Present the lines of the records below as a numbered list, skipping any blank lines. Leave the pictures out of your answer.

*Rows from an object-pointing dataset*
--

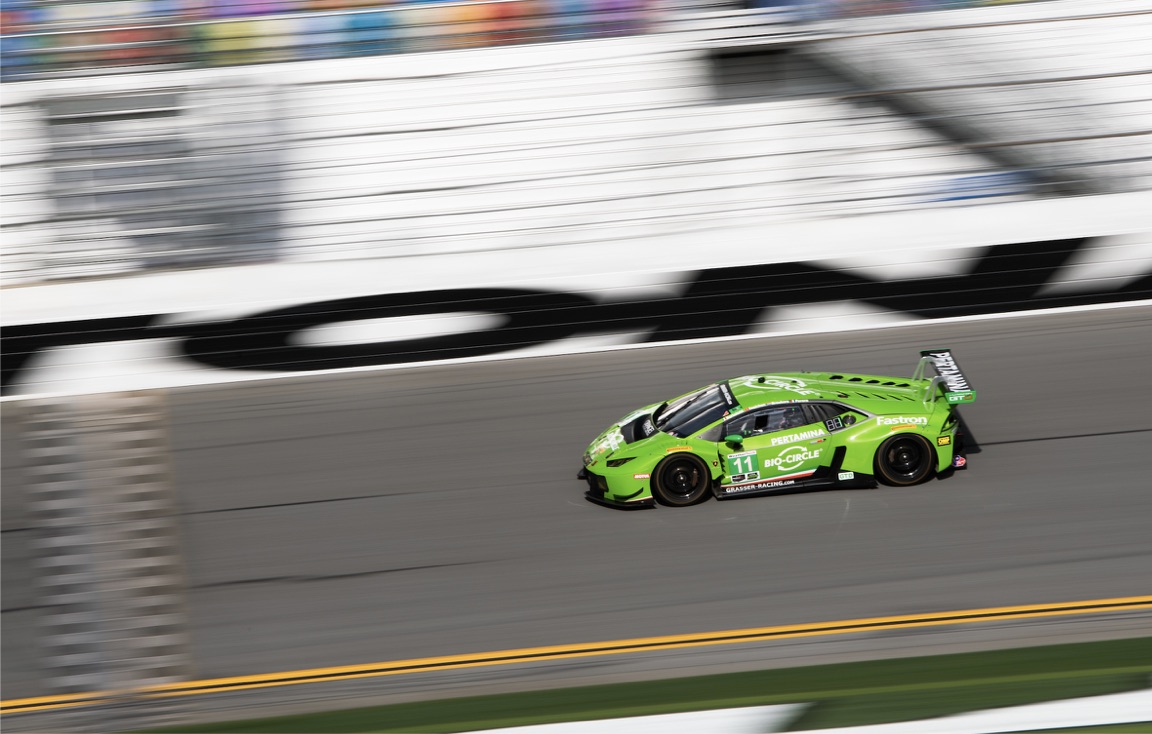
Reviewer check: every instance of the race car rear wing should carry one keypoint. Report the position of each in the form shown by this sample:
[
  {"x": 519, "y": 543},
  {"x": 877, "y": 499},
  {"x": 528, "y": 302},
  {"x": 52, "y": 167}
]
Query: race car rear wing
[{"x": 956, "y": 387}]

--

*Written response*
1. Reviewer check: every instance of the race car rear wing should carry one keypoint. Report the position of each in the form shown by this sample:
2. [
3.   {"x": 519, "y": 543},
4.   {"x": 877, "y": 499},
5.   {"x": 528, "y": 302},
6.   {"x": 52, "y": 167}
7. ]
8. Query: race car rear wing
9. [{"x": 956, "y": 387}]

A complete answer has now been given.